--- BEGIN Input data ---

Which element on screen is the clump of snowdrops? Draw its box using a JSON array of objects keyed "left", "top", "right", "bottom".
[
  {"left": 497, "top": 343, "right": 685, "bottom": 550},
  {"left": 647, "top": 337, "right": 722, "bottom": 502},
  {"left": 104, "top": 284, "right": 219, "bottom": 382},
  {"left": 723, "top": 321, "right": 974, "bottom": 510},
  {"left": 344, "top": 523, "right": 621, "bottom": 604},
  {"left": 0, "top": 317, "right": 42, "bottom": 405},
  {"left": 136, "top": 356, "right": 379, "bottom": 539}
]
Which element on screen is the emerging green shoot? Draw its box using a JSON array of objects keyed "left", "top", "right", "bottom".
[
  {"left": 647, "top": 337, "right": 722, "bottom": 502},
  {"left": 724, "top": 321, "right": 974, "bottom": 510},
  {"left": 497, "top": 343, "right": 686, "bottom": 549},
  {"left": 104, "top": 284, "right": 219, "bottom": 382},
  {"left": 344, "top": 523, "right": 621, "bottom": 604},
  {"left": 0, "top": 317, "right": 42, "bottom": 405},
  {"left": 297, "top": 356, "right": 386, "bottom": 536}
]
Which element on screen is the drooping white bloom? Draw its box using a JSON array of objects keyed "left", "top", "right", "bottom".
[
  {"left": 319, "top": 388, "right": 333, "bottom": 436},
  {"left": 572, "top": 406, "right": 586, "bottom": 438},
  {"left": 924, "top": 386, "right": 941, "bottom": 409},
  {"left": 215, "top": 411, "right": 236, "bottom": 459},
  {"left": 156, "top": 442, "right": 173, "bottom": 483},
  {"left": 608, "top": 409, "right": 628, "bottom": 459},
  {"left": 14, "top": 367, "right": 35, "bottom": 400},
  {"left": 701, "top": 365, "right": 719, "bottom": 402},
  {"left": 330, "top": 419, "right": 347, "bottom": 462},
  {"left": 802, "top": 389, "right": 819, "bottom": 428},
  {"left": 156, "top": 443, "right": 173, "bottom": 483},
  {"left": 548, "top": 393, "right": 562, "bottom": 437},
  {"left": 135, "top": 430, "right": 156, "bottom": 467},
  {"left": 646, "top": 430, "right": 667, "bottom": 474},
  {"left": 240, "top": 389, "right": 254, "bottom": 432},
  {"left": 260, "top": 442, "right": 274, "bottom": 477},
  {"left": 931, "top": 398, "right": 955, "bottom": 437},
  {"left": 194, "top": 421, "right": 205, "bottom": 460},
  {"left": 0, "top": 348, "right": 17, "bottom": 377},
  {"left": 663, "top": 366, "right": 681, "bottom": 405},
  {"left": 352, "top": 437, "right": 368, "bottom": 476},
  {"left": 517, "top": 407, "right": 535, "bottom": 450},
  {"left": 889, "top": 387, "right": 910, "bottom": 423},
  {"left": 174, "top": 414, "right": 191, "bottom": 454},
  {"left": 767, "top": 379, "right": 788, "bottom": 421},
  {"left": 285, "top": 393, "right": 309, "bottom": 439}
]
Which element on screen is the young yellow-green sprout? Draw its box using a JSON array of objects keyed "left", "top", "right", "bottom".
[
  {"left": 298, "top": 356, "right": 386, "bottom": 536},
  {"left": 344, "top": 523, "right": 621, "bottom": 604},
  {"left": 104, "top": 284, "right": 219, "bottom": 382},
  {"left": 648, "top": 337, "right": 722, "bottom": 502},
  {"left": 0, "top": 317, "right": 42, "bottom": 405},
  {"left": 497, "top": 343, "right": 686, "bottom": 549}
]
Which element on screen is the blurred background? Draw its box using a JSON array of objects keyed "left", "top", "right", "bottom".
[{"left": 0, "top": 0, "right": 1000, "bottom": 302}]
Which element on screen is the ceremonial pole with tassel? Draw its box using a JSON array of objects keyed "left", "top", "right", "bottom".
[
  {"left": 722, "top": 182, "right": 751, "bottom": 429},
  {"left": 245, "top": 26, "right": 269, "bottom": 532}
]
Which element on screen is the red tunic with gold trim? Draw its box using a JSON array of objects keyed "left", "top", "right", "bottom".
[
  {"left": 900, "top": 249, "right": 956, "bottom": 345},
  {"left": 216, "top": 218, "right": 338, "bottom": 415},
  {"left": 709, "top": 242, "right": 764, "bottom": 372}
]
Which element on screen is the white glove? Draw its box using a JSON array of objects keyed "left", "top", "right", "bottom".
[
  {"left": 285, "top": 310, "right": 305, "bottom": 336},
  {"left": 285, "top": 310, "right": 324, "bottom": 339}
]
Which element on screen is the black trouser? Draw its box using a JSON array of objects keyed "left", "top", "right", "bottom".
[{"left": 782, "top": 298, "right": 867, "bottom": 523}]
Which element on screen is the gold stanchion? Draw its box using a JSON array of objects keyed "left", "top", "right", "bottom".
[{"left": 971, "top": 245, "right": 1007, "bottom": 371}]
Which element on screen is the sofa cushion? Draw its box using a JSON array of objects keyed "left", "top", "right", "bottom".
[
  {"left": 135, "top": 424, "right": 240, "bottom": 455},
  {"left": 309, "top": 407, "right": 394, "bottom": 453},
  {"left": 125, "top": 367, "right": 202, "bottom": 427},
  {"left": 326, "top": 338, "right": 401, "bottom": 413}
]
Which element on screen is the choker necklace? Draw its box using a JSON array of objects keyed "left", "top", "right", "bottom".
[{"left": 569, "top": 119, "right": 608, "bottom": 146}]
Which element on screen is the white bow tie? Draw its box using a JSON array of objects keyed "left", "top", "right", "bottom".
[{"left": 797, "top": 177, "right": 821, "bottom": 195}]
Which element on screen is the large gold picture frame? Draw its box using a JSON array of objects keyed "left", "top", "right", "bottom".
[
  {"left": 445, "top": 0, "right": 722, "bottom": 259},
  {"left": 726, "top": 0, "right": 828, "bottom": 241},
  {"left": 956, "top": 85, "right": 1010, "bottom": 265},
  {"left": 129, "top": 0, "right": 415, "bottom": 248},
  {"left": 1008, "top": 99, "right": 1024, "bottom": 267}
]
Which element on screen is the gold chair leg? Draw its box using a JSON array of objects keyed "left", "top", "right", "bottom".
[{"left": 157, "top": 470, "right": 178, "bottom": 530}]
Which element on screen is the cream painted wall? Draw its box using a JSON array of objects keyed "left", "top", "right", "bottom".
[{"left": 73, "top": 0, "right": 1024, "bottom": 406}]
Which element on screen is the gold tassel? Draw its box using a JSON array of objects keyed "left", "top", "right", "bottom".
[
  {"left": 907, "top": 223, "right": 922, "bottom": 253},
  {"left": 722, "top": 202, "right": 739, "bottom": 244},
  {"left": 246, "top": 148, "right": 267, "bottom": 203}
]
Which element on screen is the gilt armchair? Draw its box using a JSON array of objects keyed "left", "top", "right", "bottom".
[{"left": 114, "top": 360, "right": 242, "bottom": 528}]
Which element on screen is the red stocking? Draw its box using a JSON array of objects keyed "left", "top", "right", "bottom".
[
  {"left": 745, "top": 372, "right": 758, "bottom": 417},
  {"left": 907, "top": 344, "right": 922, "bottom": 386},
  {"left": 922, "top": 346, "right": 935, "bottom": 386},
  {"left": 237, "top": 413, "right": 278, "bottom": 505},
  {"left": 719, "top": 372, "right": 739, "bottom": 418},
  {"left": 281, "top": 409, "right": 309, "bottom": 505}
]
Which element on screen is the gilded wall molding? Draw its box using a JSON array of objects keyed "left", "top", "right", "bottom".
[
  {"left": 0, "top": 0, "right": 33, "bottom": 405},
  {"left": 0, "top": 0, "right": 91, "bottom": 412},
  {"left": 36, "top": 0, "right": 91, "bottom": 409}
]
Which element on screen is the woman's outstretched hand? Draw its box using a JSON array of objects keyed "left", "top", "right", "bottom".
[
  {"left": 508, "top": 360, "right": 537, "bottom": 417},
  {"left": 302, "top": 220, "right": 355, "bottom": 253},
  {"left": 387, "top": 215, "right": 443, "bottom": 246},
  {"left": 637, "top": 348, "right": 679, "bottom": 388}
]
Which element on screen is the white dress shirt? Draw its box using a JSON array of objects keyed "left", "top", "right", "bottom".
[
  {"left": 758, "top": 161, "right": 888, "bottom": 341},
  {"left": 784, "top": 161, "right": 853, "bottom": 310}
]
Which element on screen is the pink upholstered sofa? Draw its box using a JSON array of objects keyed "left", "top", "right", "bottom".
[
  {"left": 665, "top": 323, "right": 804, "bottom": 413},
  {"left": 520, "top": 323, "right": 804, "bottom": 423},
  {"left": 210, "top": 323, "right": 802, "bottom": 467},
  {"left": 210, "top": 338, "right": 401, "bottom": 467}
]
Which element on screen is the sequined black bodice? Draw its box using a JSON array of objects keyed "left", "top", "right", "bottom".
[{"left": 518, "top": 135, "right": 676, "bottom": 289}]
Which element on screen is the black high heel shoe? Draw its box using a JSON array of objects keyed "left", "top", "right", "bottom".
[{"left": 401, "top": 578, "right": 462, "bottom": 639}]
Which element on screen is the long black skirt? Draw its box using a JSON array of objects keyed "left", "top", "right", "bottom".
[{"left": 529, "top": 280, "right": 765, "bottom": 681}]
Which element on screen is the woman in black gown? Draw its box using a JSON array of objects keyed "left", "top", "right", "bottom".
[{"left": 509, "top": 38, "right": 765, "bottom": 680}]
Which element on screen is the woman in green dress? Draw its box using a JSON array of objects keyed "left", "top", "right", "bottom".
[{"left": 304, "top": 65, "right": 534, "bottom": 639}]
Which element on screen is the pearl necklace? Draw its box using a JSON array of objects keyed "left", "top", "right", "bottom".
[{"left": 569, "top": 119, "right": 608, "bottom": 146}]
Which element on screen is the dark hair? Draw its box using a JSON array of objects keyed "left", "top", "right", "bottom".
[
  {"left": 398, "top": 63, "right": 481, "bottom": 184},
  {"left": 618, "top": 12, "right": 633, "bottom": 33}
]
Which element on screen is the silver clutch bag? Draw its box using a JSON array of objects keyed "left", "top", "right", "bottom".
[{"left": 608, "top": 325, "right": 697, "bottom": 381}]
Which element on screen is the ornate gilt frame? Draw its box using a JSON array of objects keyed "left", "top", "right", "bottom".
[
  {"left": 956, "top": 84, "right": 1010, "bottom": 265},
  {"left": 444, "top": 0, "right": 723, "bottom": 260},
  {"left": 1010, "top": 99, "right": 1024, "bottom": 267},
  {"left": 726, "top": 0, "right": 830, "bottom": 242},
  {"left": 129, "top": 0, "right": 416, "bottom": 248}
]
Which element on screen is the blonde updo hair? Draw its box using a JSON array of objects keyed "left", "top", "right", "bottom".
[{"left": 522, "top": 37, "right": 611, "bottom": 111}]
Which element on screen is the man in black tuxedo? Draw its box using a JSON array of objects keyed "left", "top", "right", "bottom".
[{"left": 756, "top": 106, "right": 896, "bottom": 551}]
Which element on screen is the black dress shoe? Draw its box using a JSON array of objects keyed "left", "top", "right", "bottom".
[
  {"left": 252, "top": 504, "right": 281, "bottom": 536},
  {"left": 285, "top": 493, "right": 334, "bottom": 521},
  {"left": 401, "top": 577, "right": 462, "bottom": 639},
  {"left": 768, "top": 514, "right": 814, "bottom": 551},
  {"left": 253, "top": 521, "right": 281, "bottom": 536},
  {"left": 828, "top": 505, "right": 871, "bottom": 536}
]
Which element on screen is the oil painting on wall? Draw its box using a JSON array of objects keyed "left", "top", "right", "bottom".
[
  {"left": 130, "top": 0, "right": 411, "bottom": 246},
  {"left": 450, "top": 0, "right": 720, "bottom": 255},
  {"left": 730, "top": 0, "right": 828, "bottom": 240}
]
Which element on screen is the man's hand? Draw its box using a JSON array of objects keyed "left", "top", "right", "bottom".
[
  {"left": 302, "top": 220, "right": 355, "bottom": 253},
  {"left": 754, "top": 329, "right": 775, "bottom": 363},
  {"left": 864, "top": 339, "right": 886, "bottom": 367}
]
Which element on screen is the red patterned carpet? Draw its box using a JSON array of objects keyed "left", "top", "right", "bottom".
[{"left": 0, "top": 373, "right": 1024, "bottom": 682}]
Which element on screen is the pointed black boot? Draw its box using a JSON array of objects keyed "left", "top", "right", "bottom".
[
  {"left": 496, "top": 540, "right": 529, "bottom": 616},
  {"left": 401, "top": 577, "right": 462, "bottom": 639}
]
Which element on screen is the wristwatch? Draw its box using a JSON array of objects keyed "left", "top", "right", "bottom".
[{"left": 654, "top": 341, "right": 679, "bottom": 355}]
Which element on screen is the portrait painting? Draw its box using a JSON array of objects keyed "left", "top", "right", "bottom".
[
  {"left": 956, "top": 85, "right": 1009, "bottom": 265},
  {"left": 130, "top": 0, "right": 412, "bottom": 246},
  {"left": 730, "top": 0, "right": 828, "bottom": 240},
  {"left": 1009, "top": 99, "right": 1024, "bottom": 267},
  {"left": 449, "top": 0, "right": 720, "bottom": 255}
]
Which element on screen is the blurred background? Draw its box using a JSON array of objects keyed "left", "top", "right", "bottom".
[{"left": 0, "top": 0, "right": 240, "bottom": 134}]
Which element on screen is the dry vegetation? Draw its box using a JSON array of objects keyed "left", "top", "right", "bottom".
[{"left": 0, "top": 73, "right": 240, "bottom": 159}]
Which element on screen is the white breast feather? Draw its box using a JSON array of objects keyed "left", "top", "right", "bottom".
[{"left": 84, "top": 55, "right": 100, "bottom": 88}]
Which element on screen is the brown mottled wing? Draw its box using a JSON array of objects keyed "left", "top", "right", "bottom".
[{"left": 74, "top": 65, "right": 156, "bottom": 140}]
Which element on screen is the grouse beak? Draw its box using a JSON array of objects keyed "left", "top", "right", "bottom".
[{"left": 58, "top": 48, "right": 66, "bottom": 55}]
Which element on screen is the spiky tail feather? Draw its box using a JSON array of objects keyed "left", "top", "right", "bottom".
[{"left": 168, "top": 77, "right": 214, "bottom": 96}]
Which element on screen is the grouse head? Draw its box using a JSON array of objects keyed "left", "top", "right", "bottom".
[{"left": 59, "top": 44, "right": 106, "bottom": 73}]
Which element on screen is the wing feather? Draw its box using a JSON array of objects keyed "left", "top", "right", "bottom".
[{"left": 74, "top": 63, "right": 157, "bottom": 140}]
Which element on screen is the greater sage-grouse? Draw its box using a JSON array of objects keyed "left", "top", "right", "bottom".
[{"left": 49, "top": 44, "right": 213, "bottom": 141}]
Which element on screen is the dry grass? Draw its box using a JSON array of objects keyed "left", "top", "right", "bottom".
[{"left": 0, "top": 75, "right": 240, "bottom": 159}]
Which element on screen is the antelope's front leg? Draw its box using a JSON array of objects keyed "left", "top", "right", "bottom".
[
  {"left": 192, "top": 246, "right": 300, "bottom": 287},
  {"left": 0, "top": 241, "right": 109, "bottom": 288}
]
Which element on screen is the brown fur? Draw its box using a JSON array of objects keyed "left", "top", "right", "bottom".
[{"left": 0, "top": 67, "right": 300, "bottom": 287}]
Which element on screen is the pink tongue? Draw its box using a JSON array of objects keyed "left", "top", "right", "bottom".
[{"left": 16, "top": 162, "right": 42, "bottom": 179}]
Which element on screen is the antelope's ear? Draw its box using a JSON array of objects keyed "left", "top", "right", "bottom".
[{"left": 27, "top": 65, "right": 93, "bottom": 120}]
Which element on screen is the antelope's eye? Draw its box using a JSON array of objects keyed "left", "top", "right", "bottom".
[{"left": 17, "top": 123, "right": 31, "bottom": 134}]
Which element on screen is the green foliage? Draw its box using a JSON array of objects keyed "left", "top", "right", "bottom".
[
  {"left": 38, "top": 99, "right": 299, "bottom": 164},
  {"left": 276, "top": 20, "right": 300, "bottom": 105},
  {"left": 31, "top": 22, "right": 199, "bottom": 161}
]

--- END Input data ---

* **Task details**: Rewrite the data starting at the line that contains "Which element on screen is the green" and ending at the last line of the data, with "green foliage" replaced by "leafy greenery" and everything else unchanged.

* **Exercise output**:
Which element on screen is the leafy greenery? Draw its box using a JSON array of objects keyed "left", "top", "right", "bottom".
[
  {"left": 38, "top": 99, "right": 299, "bottom": 164},
  {"left": 276, "top": 20, "right": 300, "bottom": 105},
  {"left": 31, "top": 22, "right": 199, "bottom": 161}
]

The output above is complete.